_Problem statement_
Your answer should consist of the line holding "58L78 67L94 74L107" and all lines after it to the end of the material, copied exactly.

_Exercise material_

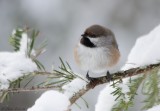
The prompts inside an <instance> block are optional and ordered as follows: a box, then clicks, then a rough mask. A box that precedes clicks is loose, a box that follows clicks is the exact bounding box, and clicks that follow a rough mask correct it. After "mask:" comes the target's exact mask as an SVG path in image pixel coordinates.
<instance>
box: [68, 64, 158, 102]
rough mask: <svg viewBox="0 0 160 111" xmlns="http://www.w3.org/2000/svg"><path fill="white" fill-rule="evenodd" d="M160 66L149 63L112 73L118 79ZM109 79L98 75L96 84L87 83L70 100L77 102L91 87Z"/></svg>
mask: <svg viewBox="0 0 160 111" xmlns="http://www.w3.org/2000/svg"><path fill="white" fill-rule="evenodd" d="M159 67H160V63H157V64H150V65H147V66H145V67H137V68H132V69H129V70H126V71H120V72H116V73H113V74H111V75H112V76H113V80H117V79H119V78H127V77H131V76H135V75H138V74H141V73H145V72H147V71H151V70H153V69H155V68H159ZM108 80H109V79H107V77H106V76H103V77H97V78H95V81H94V84H92V83H88V84H87V85H86V88H83V89H81V90H79V92H77V93H75V94H74V95H73V96H72V97H71V98H70V102H71V104H73V103H75V101H76V100H78V99H79V98H80V97H81V96H83V95H84V94H85V93H86V92H88V91H89V90H90V89H92V88H94V87H95V84H96V86H98V85H100V84H104V83H108V82H109V81H108Z"/></svg>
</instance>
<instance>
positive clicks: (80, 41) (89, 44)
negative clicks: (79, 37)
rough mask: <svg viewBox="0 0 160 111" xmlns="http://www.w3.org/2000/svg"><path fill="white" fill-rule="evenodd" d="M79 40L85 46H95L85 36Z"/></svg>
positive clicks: (92, 46)
mask: <svg viewBox="0 0 160 111" xmlns="http://www.w3.org/2000/svg"><path fill="white" fill-rule="evenodd" d="M80 42H81V44H83V45H84V46H86V47H90V48H95V47H96V45H94V44H93V43H92V42H91V41H90V40H89V39H88V38H87V37H82V38H81V41H80Z"/></svg>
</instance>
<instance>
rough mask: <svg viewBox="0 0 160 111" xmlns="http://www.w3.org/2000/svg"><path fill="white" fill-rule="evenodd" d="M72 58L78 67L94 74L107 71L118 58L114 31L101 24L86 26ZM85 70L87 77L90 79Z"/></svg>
mask: <svg viewBox="0 0 160 111" xmlns="http://www.w3.org/2000/svg"><path fill="white" fill-rule="evenodd" d="M74 58H75V62H76V64H77V65H78V66H79V67H80V69H82V70H84V71H88V72H92V73H94V74H95V75H96V74H97V75H99V74H100V73H104V72H107V75H110V73H109V69H111V68H113V67H114V66H115V65H116V64H117V63H118V61H119V59H120V51H119V48H118V44H117V41H116V38H115V35H114V33H113V32H112V31H111V30H110V29H108V28H106V27H104V26H101V25H97V24H95V25H92V26H90V27H88V28H87V29H86V30H85V31H84V33H83V34H82V35H81V38H80V40H79V41H78V43H77V44H76V46H75V48H74ZM88 72H87V75H86V77H87V79H89V80H91V79H92V77H90V76H89V74H88Z"/></svg>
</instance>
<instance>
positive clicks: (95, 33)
mask: <svg viewBox="0 0 160 111" xmlns="http://www.w3.org/2000/svg"><path fill="white" fill-rule="evenodd" d="M108 35H112V36H113V35H114V34H113V33H112V31H111V30H109V29H107V28H105V27H103V26H100V25H92V26H90V27H88V28H87V29H86V30H85V32H84V34H83V35H82V36H89V37H92V38H96V37H101V36H108Z"/></svg>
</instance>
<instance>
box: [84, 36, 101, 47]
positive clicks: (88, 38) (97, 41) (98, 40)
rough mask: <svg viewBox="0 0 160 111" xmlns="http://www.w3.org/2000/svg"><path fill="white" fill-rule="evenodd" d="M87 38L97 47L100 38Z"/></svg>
mask: <svg viewBox="0 0 160 111" xmlns="http://www.w3.org/2000/svg"><path fill="white" fill-rule="evenodd" d="M87 38H88V39H89V40H90V41H91V42H92V43H93V44H95V45H96V44H97V43H98V42H99V37H97V38H89V37H87Z"/></svg>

_Answer to this problem_
rough mask: <svg viewBox="0 0 160 111" xmlns="http://www.w3.org/2000/svg"><path fill="white" fill-rule="evenodd" d="M72 58L78 67L94 74L107 71L118 58L114 31L101 24L86 26ZM85 70L87 77L90 79Z"/></svg>
mask: <svg viewBox="0 0 160 111" xmlns="http://www.w3.org/2000/svg"><path fill="white" fill-rule="evenodd" d="M74 58H75V62H76V64H77V65H78V66H79V67H80V69H82V70H84V71H88V72H92V73H94V74H95V75H96V74H97V75H99V74H100V73H104V72H107V75H110V73H109V69H111V68H113V67H114V66H115V65H116V64H117V63H118V61H119V59H120V51H119V48H118V44H117V41H116V38H115V35H114V33H113V32H112V31H111V30H110V29H108V28H106V27H104V26H101V25H97V24H95V25H92V26H90V27H88V28H87V29H86V30H85V31H84V33H83V34H82V35H81V38H80V40H79V41H78V43H77V44H76V46H75V48H74ZM88 72H87V75H86V77H87V79H89V80H91V79H92V77H90V76H89V74H88Z"/></svg>
</instance>
<instance>
positive clicks: (95, 33)
mask: <svg viewBox="0 0 160 111" xmlns="http://www.w3.org/2000/svg"><path fill="white" fill-rule="evenodd" d="M108 35H112V36H113V35H114V34H113V33H112V31H111V30H109V29H107V28H105V27H103V26H100V25H92V26H90V27H88V28H87V29H86V30H85V32H84V34H83V35H82V36H89V37H92V38H96V37H101V36H108Z"/></svg>
</instance>
<instance>
box: [84, 36, 101, 47]
positive clicks: (88, 38) (97, 41) (98, 40)
rough mask: <svg viewBox="0 0 160 111" xmlns="http://www.w3.org/2000/svg"><path fill="white" fill-rule="evenodd" d="M87 38L97 47L100 38Z"/></svg>
mask: <svg viewBox="0 0 160 111" xmlns="http://www.w3.org/2000/svg"><path fill="white" fill-rule="evenodd" d="M87 38H88V39H89V40H90V41H91V42H92V43H93V44H95V45H96V44H97V43H98V42H99V37H97V38H89V37H87Z"/></svg>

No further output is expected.